Then west to Natimuk and Mt Arapiles, home to Brigitte Muir the first Australian women to climb the Seven Summits, the highest peak on each continent. The sharp face of Arapiles contains series of famous climbs.
The main reason though was for a detour through the Little Desert, an arid but complex paradise of small things.We lunched at Nhill. After dallying in the Little Desert we got the tail end of the offerings at Oliver’s, a resto set up to employ disabled people and going very well by the look of things.
We chose to spend two nights in Rainbow because it was a suitable step off to Wyperfeld National Park which had adherents in the group and also because Rainbow has its own low key delights.
We drank the Eureka Hotel out of red wine for example — monumental drinkers in our party! But, yes, while plenty of beer was available, that bottle of Shiraz we drank was the last one they had. And it was 10 dollar parma night! (For those overseas: parma = veal parmagiana, in this case highly and variously modified.) And there was a very attractive open fire. It gets cold up there on the edges of the desert. And it’s got a fine set of silos, very clean air, a school fete featuring jumping castles which we just missed, and an IGA which sells most of the things you might like (including some well-aged St Hugo’s shiraz that the owner keeps largely for himself).
There were also several interesting pieces of public art. Graham said this was picture of the station to substitute for a real one; but there was a station even if the passengers getting on were bushells of wheat and barley rather than people. The centre of the end of the main drag, and I think rather lovely.
For the purposes of orientation, this is the main drag, with returned servicemen memorial.
Then the paintings on the butcher’s shop — the butcher sold very good meat which we barbecued at the motel on our second night having exhausted some at least of the delights of the Eureka (the Royal’s lights were on but no one appeared to be home) — these really got me in. The way they had degraded increased their solemnity and knocked some of the folk art edges off. The diversity of what time had done to the medium was also most engaging. Wild. Appropriate. (The posters in the window are the work of Rainbow PS students advertising their fete. Inter alia, it had a football theme; 11 of the 18 AFL guernseys got a run on the poster nearest the door.)
And there’s a big house at Rainbow — Yurunga.
It was built in 1909, a bare 20 years after Europeans settled this part of the Wimmera, and when more grain was loaded at Rainbow than at any other station in Victoria. The town had reticulated water — goodness knows where they got it from, almost certainly artesian — 30 men were employed as blacksmiths or wheelwrights; there were golf, football, cricket, gun, coursing and turf clubs, a brass band, a debating society, a progress association. Currently, with a population of 525 at the last census, most of those are historical memories, but there’d be worse places to live.
We’ve watched the decline of small towns happen in our life time, as farms get bigger and more industrialised, and people drive more easily and willingly to bigger centres to shop and do their business. So while Horsham (population round 14,000) thrives, the death spiral hits places like Minyip, Murtoa, Rupanyup, Jeparit, Beulah and Rainbow. (Altho something seemed to have happened in Birchip to keep it kicking.)
============================================================
List of tasks:
1. Decide whether each statement agrees with the travel account, answering yes or no and quoting the words that settle it. (a) Yurunga was built in 1909. (b) The group barbecued the butcher's meat at the motel on their first night. (c) Rainbow had a population of 525 at the last census.
2. In the travel account, what was the restaurant Oliver's set up to do?
The listing that comes next is taken from a separate source.

Listing:
============================================================
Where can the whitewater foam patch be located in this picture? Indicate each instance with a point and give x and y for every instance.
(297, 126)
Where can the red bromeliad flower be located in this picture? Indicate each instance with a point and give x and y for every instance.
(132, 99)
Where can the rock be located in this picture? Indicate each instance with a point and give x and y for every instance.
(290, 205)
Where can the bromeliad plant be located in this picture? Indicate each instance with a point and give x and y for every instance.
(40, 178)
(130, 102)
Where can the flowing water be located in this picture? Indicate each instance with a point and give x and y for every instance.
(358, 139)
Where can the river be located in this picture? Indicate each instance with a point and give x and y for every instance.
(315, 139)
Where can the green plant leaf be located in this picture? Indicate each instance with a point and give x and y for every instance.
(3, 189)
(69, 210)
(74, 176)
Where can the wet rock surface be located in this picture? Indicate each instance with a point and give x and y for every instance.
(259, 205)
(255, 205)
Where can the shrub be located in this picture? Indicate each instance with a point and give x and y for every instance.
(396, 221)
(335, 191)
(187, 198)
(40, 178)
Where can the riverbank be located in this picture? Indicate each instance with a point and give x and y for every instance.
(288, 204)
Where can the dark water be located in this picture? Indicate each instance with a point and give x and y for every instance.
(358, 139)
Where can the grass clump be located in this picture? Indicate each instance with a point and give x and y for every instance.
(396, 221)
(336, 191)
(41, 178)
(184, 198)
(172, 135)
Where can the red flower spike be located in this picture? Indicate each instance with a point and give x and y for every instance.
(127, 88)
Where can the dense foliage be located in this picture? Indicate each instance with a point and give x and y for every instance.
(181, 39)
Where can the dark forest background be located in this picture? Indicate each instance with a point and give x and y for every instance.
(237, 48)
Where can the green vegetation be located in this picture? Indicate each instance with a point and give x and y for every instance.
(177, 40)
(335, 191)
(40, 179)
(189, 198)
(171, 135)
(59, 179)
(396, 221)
============================================================
Solutions:
1.
(a) Yes: "It was built in 1909"
(b) No: "which we barbecued at the motel on our second night"
(c) Yes: "with a population of 525 at the last census"

2. To employ disabled people.